* _Task brief_
Apart from the images, the records below need to be copied exactly.

* _Data provided_

-----

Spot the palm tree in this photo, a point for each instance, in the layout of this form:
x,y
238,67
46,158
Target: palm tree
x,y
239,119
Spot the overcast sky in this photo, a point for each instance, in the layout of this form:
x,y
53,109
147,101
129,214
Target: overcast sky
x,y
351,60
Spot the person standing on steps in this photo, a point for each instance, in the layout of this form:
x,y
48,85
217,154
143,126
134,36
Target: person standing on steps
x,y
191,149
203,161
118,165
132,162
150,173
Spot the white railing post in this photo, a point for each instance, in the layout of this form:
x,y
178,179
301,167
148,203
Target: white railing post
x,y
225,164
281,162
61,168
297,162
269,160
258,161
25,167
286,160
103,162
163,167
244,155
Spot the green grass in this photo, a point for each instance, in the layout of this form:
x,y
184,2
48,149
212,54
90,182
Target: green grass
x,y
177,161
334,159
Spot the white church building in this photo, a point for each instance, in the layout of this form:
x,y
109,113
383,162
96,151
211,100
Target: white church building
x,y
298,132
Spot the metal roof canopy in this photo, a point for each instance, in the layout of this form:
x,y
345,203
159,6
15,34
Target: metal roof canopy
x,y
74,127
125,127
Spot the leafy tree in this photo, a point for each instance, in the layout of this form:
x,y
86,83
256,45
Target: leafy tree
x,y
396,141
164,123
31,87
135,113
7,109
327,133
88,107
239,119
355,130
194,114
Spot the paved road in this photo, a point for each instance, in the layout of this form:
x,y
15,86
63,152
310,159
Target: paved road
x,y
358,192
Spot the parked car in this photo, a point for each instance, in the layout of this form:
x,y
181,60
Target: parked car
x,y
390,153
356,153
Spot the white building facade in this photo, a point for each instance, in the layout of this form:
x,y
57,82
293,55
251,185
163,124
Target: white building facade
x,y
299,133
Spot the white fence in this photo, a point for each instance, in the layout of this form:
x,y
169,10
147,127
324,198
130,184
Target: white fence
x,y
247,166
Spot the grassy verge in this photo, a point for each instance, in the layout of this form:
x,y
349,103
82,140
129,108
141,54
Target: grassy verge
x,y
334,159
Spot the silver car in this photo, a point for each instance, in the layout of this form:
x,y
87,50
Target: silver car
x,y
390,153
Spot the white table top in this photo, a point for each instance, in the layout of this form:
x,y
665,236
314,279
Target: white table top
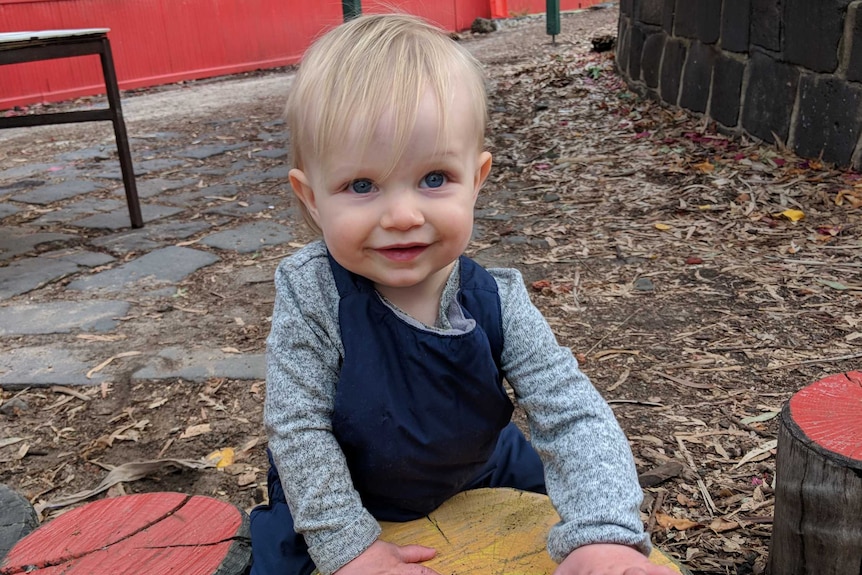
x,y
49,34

-----

* _Task result_
Spot the palm tree in this photo, a point for each instance, in the layout of this form:
x,y
238,67
46,158
Target: palm tree
x,y
239,119
Spot the overcast sky in this photo, a point for each instance, in the layout of this form:
x,y
53,109
147,101
129,214
Target: overcast sky
x,y
351,60
Spot the person standing on steps in this photo, a point for each instance, in the layout of this form:
x,y
48,85
217,154
143,126
134,36
Target: person standing on steps
x,y
191,149
203,161
118,165
132,162
150,173
Spot the white railing post in this photo, a point for each instance, in the layout of this form:
x,y
178,179
301,167
148,203
Target: white railing post
x,y
225,164
281,162
61,168
297,162
269,160
258,161
25,167
286,160
103,162
163,167
244,155
Spot the green grass in this photo, a point for each instance, in the layout of this form:
x,y
184,2
48,149
212,54
90,182
Target: green grass
x,y
177,161
334,159
Spot the white church building in this photo, a point for each instance, in the layout of this form:
x,y
109,113
383,162
96,151
211,100
Target: white church building
x,y
298,132
Spot the metal roof canopy in this photo, a point for each instance, in the layout of this form:
x,y
345,203
159,6
15,34
Target: metal roof canopy
x,y
74,127
125,127
Spot the leafy tree in this photo, a point for each instance, in the layout of this form:
x,y
86,83
256,45
Target: leafy tree
x,y
396,141
164,123
31,87
135,113
7,109
327,133
88,107
239,119
355,130
194,114
Spot the paved road in this photo, a point for each instance, in the layout of this form:
x,y
15,86
63,152
310,159
Target: paved road
x,y
358,192
Spot the parked car in this photo, a point for each instance, in the layout of this form:
x,y
181,60
Target: parked car
x,y
390,153
356,153
Spot the white building facade in this photo, a point for each instance, in the layout of this form:
x,y
57,82
293,55
251,185
163,124
Target: white building facade
x,y
299,133
Spot the white fence in this photo, a point for each instance, in the layout of this form:
x,y
169,10
147,127
324,198
130,184
Target: white fence
x,y
247,166
Spot the grassy verge in this photo, a point for each instance, in the layout of this form:
x,y
349,103
82,140
129,108
141,54
Target: grassy verge
x,y
334,159
Spot the silver car in this photo, a point for each instance, in the layout of this form:
x,y
87,50
Target: silver car
x,y
390,153
Spot the white table top in this photo, a point for each instance, in the layout of this form:
x,y
665,236
314,279
Target: white table top
x,y
49,34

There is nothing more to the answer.